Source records
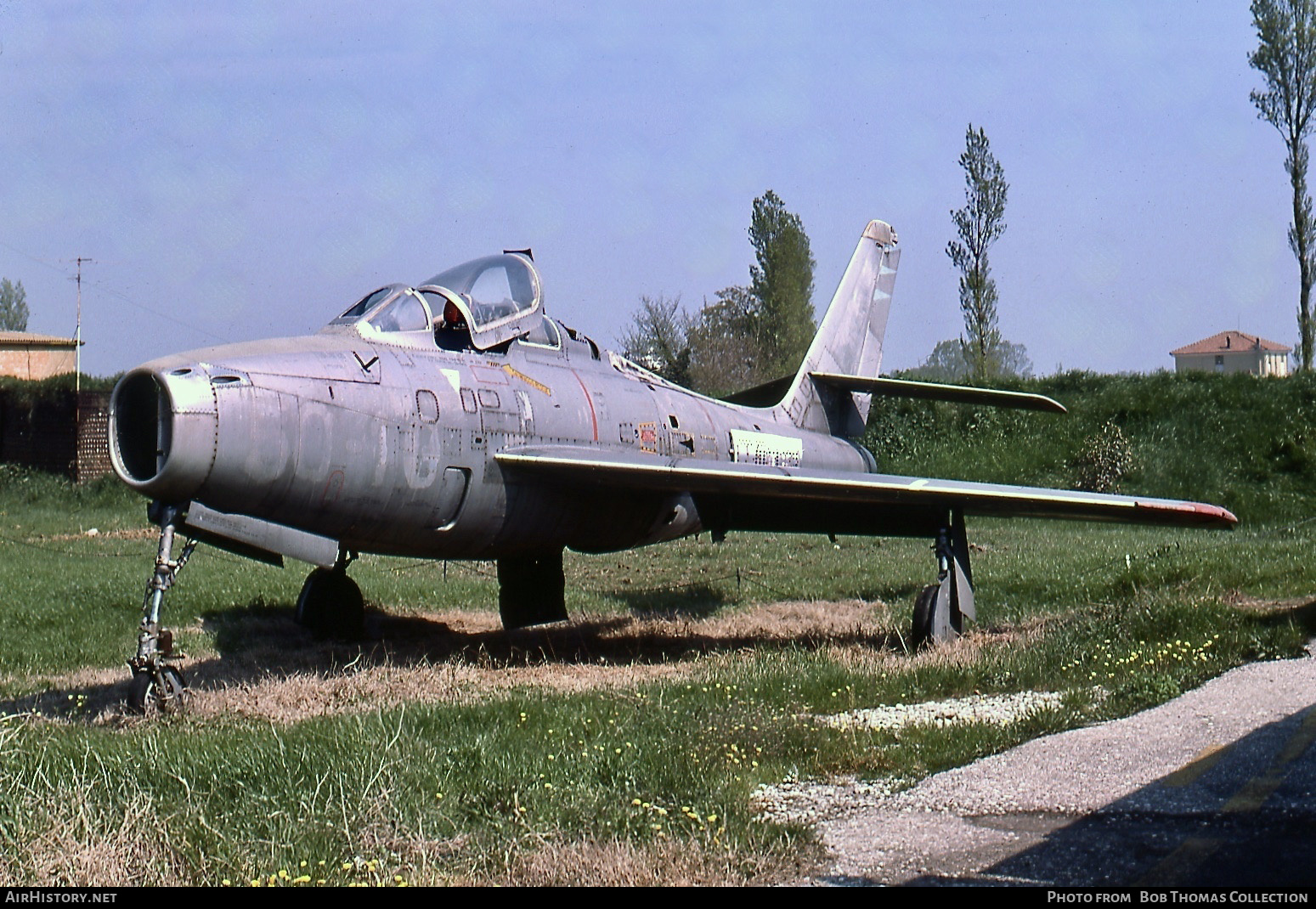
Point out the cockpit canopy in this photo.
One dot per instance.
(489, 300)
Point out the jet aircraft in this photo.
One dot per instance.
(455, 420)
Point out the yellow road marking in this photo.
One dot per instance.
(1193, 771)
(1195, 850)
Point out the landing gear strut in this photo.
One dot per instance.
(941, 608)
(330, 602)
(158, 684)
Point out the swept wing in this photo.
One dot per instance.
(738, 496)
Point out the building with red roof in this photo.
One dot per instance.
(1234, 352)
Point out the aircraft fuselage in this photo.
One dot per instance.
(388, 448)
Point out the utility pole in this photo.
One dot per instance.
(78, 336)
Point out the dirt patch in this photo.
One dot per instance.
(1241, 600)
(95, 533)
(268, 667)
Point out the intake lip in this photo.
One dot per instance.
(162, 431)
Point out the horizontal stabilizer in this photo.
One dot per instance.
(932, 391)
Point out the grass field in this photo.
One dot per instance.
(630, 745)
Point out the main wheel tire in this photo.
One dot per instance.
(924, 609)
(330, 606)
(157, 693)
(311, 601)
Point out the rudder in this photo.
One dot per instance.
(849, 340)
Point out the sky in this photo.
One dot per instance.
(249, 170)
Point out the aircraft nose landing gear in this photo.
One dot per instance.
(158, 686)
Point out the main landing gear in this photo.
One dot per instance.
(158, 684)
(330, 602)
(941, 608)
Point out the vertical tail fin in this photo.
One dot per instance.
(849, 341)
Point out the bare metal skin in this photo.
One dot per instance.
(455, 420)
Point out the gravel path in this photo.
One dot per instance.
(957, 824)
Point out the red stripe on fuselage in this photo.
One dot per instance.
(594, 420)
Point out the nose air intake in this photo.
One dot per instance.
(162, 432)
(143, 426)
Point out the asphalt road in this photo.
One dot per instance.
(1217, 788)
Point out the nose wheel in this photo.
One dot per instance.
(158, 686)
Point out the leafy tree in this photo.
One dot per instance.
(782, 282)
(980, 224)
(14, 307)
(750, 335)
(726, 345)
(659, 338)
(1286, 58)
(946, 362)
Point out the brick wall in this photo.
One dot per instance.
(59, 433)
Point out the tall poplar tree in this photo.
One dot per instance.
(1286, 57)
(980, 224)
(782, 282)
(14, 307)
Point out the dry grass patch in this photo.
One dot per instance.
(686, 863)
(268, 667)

> WHAT IS EXPECTED
Reproduce the material above line by line, swapping "in this photo" for "in this image" wherever it occurs and leaving the pictures out.

> RESULT OF THIS TASK
Point out the cockpit canopy in this image.
One dot per instance.
(489, 300)
Point out the jet aircraft in this image.
One dot per instance.
(455, 420)
Point out the yellow road marking in this image.
One dot per instance.
(1193, 771)
(1195, 850)
Point out the landing gear strut in this image.
One dot per instance.
(941, 608)
(330, 602)
(158, 684)
Point out the swept wing in this image.
One dot per instance.
(738, 496)
Point out the building with red roof in this image.
One dot per instance.
(1234, 352)
Point out the aircraft fuselage in this image.
One dot per instance.
(388, 448)
Point out the utility pole in this image.
One dot per instance.
(78, 336)
Point out the dirt patch in this image.
One dot per instance.
(1241, 600)
(95, 533)
(268, 667)
Point out the intake lip in this image.
One dot per instance.
(162, 431)
Point out the horizontal stabilizer in this image.
One dot per instance.
(932, 391)
Point out the grass field in this image.
One dot per instance.
(630, 745)
Point out the main wheel tire in this image.
One dot per instance.
(924, 609)
(330, 606)
(157, 693)
(311, 601)
Point out the rudder in this image.
One dot per instance.
(849, 340)
Point out the sky in this image.
One dot per instance.
(249, 170)
Point out the aircraft nose landing gear in this image.
One dot per instance.
(158, 686)
Point out the main landing gear in this image.
One dot per instance.
(158, 684)
(330, 602)
(941, 608)
Point out the vertical tail fin in this image.
One dot per instance.
(849, 341)
Point out the bare metal skin in this image.
One dot per instance.
(455, 420)
Point out the gravel path in this image.
One dot per instance.
(957, 824)
Point out the red stripe on fuselage in this image.
One dot per instance.
(594, 420)
Point out the nose air intake in this image.
One dot per instance.
(162, 432)
(143, 426)
Point out the asphalt road in this image.
One dot per instance.
(1217, 788)
Point out the nose wheel in this image.
One dot per instance.
(158, 686)
Point out the leafy tree in this image.
One dot per instance.
(782, 282)
(980, 224)
(14, 307)
(750, 335)
(726, 345)
(659, 338)
(1286, 58)
(946, 362)
Point out the brick wall in this image.
One dot per instance.
(59, 433)
Point out the tall poplar tree in this image.
One dot per instance.
(1286, 57)
(980, 224)
(782, 282)
(14, 307)
Point out the dry grass patch in this image.
One dot per instance.
(686, 863)
(268, 667)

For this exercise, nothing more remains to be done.